§ **Compito richiesto**
Prosegui il brano sulla teoria dell'attaccamento dopo la sua ultima frase.

§ **Brano estratto**
L’autore inglese lo definisce come un intenso legame che un essere umano vive precocemente e reciprocamente con un altro essere, in modo specifico e durevole, a scopo adattivo.
La teoria dell’attaccamento nasce con un esplicito interesse verso i primi anni di vita dell’essere umano. Bolwby sosteneva che “l’attaccamento è parte integrante del comportamento umano dalla culla alla tomba”.
L’attaccamento viene concepito come una predisposizione dell’organismo che si esprime attraverso comportamenti di ricerca di contatto fisico (aggrapparsi, seguire ecc.) o in segnali atti a suscitare questo contatto (pianto, sorriso, sguardo, richiamo ecc.).

Come si definisce una relazione di attaccamento?

Fondamentale risulta la presenza di tre caratteristiche:
-       -   ricerca di vicinanza a una figura preferita;
-       -   l’effetto “base sicura”;
-       -   la protesta per la separazione.

Nei primi diciotto mesi di vita il bambino instaura con la persona che si prende cura di lui uno schema di comportamento che esprime il suo bisogno di attaccamento. Se la figura che si occupa del bambino è costante, il piccolo costruisce via via uno schema interno di essa che, verso i quattro cinque mesi, è abbastanza differenziata da fargli rifiutare altre figure sostitutive.Quando però le cure sono suddivise tra più persone e non provengono da una figura privilegiata, il piccolo si lascia curare anche da queste altre persone poiché gli sono diventate familiari.
Secondo Bowlby, nessuna variabile ha sullo sviluppo della personalità effetti di maggiore portata delle esperienze fatte da bambini in famiglia. A partire dai primi mesi nei suoi rapporti con la figura materna, proseguendo poi negli anni dell' infanzia e dell'adolescenza nei suoi rapporti con entrambi i genitori, il bambino si costruisce modelli operativi del modo in cui le figure di attaccamento si potranno comportare nei suoi riguardi in situazioni diverse, e su tali modelli sono basate tutte le sue aspettative, e pertanto tutti i suoi programmi per il resto della vita.

Elenco dei dati:
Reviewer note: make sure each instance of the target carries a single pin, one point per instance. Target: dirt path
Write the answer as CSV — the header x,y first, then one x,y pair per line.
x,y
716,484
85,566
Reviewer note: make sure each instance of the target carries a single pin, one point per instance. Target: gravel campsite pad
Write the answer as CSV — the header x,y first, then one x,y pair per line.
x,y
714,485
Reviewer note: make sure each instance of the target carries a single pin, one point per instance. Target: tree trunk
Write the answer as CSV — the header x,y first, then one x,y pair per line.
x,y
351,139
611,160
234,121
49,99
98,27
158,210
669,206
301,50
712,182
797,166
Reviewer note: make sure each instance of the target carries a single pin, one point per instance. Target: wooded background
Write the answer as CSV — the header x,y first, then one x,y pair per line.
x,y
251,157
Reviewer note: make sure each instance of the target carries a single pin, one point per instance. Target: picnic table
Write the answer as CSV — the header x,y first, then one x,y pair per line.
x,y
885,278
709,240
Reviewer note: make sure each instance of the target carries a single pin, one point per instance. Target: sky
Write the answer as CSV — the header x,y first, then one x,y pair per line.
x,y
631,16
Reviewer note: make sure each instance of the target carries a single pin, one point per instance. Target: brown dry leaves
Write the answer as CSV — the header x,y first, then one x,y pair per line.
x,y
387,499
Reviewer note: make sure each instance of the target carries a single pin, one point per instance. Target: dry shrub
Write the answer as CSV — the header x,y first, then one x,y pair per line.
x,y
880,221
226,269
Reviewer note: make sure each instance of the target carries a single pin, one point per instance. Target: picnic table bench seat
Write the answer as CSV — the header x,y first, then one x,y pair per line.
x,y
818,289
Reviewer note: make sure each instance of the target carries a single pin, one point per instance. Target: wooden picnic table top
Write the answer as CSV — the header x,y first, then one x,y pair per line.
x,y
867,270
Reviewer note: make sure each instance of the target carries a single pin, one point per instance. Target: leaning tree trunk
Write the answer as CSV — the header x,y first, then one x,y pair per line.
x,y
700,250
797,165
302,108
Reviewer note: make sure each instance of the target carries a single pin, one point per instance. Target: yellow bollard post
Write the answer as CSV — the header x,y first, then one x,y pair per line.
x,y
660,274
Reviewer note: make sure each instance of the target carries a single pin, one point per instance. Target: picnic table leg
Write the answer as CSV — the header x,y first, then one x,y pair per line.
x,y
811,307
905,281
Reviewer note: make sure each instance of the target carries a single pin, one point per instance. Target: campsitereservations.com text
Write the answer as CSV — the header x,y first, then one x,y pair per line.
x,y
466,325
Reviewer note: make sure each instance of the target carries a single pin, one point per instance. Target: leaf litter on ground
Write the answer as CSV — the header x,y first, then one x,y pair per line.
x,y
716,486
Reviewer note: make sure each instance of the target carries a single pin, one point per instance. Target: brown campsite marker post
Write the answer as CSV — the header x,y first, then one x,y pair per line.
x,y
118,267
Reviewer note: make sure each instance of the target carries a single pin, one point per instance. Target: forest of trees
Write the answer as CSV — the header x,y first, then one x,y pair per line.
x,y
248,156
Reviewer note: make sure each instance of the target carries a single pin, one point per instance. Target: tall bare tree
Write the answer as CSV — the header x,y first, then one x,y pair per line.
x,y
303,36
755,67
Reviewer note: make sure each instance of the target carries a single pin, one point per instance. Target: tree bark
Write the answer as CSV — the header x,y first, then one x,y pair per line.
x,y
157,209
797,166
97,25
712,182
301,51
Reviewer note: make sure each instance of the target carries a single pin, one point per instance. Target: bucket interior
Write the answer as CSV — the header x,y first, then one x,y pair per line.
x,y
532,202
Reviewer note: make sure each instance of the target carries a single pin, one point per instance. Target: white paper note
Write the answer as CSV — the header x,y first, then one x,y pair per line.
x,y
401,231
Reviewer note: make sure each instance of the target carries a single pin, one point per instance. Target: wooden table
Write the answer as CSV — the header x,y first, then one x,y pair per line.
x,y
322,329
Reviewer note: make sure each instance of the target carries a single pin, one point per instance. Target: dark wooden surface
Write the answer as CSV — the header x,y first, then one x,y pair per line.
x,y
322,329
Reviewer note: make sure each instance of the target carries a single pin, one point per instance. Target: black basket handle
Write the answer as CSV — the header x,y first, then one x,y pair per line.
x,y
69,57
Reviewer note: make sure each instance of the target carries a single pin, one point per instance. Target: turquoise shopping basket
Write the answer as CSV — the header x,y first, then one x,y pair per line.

§ **Risultato finale**
La tendenza del bambino a reagire con paura di fronte a situazioni allarmanti, dipende da quanto percepisce disponibili le sue figure di attaccamento.

John Bowlby distingue due variabili:
·        Fin dai primissimi mesi la presenza o l'assenza reale di una figura di attaccamento è fondamentale nel determinare se una persona è o non è allarmata in una qualsiasi situazione potenzialmente pericolosa;
·        La presenza Fiducia o sfiducia nel fatto che la figura di attaccamento sarà disponibile, pur non essendo realmente presente, lo renderà capace di rispondere in modo adeguato in qualsiasi situazione di bisogno.
Più l'individuo è giovane, più ha importanza la prima variabile e fino ai tre anni questa è una variabile dominante, successivamente diventeranno sempre più importanti le previsioni di disponibilità  (dopo la pubertà queste diventano le variabili dominanti).
Anche se i modelli operativi possono subire delle modificazioni, ad esempio quando il bambino dovrà confrontarsi con nuove relazioni, quelli che sono stati costruiti nell’infanzia sono particolarmente persistenti e le tracce dei precedenti adattamenti vengono conservate.
Mary Ainsworth, collaboratrice di Bowlby e co-fondatrice della teoria dell’attaccamento, ha effettuato numerose ricerche sulle tipologie di relazioni che si instaurano tra madre e bambino nei suoi primi anni di vita, definendo varie tipologie di attaccamento che si vengono a sviluppare.
Tali ricerche hanno confermato che la sensibilità e la reattività del genitore agli stati emotivi del bambino è determinante per il modo in cui egli impara a regolare gli affetti e ad entrare in relazione con gli altri. Un buon attaccamento quindi favorisce l’autonomia, ossia l’elaborazione dell’equilibrio tra attaccamento e separazione.
La mancanza di autonomia, invece, determina dipendenza, uno stato psicologico di passività che non facilita la costruzione dell’identità del bambino.

Il momento dell’ingresso a scuola è un momento molto particolare e delicato in cui il bambino, i suoi genitori e il corpo docente devono affidarsi l’uno l’altro.

È importante creare le condizioni affinché la famiglia si senta supportata, ascoltata e accetti di condividere questo percorso educativo con persone “estranee”.

La relazione di fiducia tra genitori e insegnanti, ad esempio, pone le basi per un’esperienza molto importante per la formazione della personalità del bambino. Bisogna inoltre tener sempre presente il fatto che ogni bambino ha un tempo individuale per fare ogni cosa e ha bisogno che il suo tempo sia rispettato.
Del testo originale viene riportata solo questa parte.